§ What the task requires
When you reach the line containing "Retail loss-prevention cam — highlight the black" in the entries below, start writing out each line exactly, and stop after the line containing "Retail loss-prevention cam — highlight the tan".

(Recorded information)

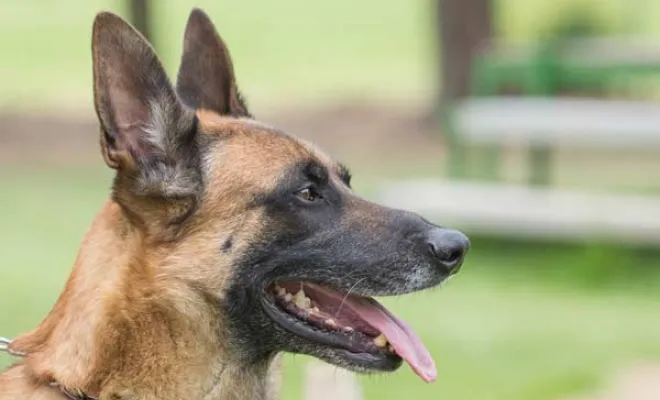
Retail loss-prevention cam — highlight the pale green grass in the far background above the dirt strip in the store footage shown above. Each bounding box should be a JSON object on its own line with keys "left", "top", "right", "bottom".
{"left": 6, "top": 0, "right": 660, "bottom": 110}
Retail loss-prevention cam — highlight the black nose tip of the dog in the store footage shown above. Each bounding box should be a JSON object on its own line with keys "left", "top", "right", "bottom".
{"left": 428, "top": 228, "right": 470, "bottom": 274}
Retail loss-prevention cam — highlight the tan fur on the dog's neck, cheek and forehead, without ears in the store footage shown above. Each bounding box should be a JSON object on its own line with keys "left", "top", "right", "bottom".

(End Recorded information)
(Recorded information)

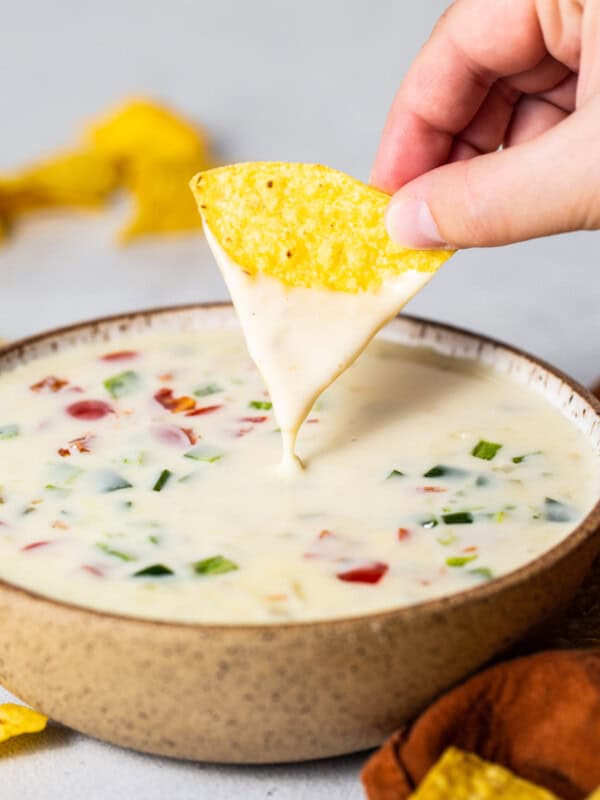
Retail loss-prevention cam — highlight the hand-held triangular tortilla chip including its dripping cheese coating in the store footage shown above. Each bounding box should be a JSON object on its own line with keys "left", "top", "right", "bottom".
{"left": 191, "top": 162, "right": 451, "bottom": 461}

(End Recorded information)
(Recorded information)

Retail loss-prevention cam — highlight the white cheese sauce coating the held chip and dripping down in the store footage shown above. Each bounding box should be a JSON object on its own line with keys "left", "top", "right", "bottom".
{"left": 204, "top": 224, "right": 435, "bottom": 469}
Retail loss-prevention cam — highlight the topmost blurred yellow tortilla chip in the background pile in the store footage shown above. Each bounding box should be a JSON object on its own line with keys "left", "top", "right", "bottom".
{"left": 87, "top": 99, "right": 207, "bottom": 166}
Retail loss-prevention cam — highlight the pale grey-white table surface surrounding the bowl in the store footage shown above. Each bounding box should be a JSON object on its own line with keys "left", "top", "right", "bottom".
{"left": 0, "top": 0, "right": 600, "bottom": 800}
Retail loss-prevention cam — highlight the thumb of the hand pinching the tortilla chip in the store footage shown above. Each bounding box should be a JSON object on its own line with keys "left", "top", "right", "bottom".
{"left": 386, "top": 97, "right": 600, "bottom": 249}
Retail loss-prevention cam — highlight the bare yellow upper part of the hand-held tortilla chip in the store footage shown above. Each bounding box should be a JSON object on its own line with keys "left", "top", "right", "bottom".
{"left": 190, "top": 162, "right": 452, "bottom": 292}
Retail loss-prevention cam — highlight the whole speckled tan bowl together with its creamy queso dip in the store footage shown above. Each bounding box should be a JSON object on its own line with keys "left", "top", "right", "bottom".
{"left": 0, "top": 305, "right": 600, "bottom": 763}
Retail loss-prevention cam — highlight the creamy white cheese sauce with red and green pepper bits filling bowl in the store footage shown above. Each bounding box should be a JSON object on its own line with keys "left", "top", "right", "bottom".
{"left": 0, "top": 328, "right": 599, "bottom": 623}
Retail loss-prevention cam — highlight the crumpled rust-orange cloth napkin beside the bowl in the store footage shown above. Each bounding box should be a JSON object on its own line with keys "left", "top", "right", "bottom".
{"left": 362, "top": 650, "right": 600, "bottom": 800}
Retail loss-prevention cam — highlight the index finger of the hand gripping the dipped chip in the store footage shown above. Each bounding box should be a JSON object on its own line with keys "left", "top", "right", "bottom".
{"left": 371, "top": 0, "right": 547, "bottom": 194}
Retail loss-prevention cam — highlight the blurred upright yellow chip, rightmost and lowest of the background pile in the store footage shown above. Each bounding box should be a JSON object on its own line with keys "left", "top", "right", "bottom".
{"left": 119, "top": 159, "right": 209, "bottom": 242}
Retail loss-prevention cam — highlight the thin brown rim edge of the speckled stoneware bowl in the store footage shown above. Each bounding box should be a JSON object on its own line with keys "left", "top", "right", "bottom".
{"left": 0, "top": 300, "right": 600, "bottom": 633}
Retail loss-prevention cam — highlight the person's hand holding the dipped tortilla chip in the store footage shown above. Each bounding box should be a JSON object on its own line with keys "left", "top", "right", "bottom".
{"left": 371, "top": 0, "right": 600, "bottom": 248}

(End Recorded information)

§ Solved exercise
Retail loss-prevention cam — highlight the black nose tip of the dog in the store footage shown above. Each bounding box should be a JSON object on its own line with keys "left", "top", "right", "bottom".
{"left": 428, "top": 228, "right": 470, "bottom": 274}
Retail loss-prevention cam — highlight the tan fur on the dog's neck, cheek and forehead, without ears in the store footage shown above. Each bounding box should be a JSON object on its own line with keys "left", "top", "right", "bottom".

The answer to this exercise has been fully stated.